TASK STATEMENT: Extract all lines that hold "tatami" from the records below.

RECORDS PROVIDED:
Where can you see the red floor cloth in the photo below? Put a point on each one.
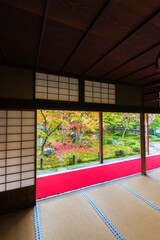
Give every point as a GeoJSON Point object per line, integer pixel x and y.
{"type": "Point", "coordinates": [63, 182]}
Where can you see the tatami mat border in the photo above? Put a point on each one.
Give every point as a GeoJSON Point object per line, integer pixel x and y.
{"type": "Point", "coordinates": [142, 198]}
{"type": "Point", "coordinates": [155, 179]}
{"type": "Point", "coordinates": [104, 218]}
{"type": "Point", "coordinates": [37, 224]}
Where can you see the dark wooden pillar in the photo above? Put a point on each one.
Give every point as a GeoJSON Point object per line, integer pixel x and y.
{"type": "Point", "coordinates": [143, 151]}
{"type": "Point", "coordinates": [100, 137]}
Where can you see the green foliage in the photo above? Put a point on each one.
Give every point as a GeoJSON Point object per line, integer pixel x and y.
{"type": "Point", "coordinates": [120, 154]}
{"type": "Point", "coordinates": [115, 138]}
{"type": "Point", "coordinates": [130, 142]}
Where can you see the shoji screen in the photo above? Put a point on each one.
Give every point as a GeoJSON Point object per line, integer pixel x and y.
{"type": "Point", "coordinates": [99, 92]}
{"type": "Point", "coordinates": [53, 87]}
{"type": "Point", "coordinates": [17, 149]}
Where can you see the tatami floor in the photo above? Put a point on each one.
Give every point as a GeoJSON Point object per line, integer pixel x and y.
{"type": "Point", "coordinates": [127, 208]}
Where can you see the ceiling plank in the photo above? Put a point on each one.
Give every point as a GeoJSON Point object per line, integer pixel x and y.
{"type": "Point", "coordinates": [151, 75]}
{"type": "Point", "coordinates": [87, 33]}
{"type": "Point", "coordinates": [122, 41]}
{"type": "Point", "coordinates": [130, 60]}
{"type": "Point", "coordinates": [46, 8]}
{"type": "Point", "coordinates": [3, 52]}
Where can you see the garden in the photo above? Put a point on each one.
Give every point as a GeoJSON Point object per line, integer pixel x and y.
{"type": "Point", "coordinates": [67, 138]}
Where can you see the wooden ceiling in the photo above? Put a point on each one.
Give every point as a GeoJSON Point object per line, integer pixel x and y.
{"type": "Point", "coordinates": [113, 40]}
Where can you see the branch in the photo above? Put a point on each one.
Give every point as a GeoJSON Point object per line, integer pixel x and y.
{"type": "Point", "coordinates": [45, 121]}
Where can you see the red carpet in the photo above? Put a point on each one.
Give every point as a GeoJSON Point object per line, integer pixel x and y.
{"type": "Point", "coordinates": [63, 182]}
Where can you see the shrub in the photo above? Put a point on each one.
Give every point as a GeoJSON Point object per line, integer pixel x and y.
{"type": "Point", "coordinates": [79, 160]}
{"type": "Point", "coordinates": [118, 134]}
{"type": "Point", "coordinates": [130, 142]}
{"type": "Point", "coordinates": [120, 154]}
{"type": "Point", "coordinates": [115, 138]}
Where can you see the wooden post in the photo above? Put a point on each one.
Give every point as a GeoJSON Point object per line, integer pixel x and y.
{"type": "Point", "coordinates": [143, 151]}
{"type": "Point", "coordinates": [147, 133]}
{"type": "Point", "coordinates": [100, 137]}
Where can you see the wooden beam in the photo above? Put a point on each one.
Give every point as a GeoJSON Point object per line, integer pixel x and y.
{"type": "Point", "coordinates": [42, 32]}
{"type": "Point", "coordinates": [100, 137]}
{"type": "Point", "coordinates": [132, 59]}
{"type": "Point", "coordinates": [153, 100]}
{"type": "Point", "coordinates": [122, 41]}
{"type": "Point", "coordinates": [142, 136]}
{"type": "Point", "coordinates": [151, 75]}
{"type": "Point", "coordinates": [86, 33]}
{"type": "Point", "coordinates": [3, 52]}
{"type": "Point", "coordinates": [138, 70]}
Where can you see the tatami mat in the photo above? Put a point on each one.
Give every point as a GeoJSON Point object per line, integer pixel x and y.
{"type": "Point", "coordinates": [146, 187]}
{"type": "Point", "coordinates": [155, 174]}
{"type": "Point", "coordinates": [72, 218]}
{"type": "Point", "coordinates": [18, 225]}
{"type": "Point", "coordinates": [131, 216]}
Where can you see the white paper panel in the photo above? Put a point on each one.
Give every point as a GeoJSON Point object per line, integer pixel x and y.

SOLUTION TO THIS PROBLEM:
Where can you see the tatami mat border in the photo above? Put a point on each one.
Where can you see the tatami floor in the photo above? Put a point on each one.
Where can you see the tatami mat in the photo above? Put a point on each one.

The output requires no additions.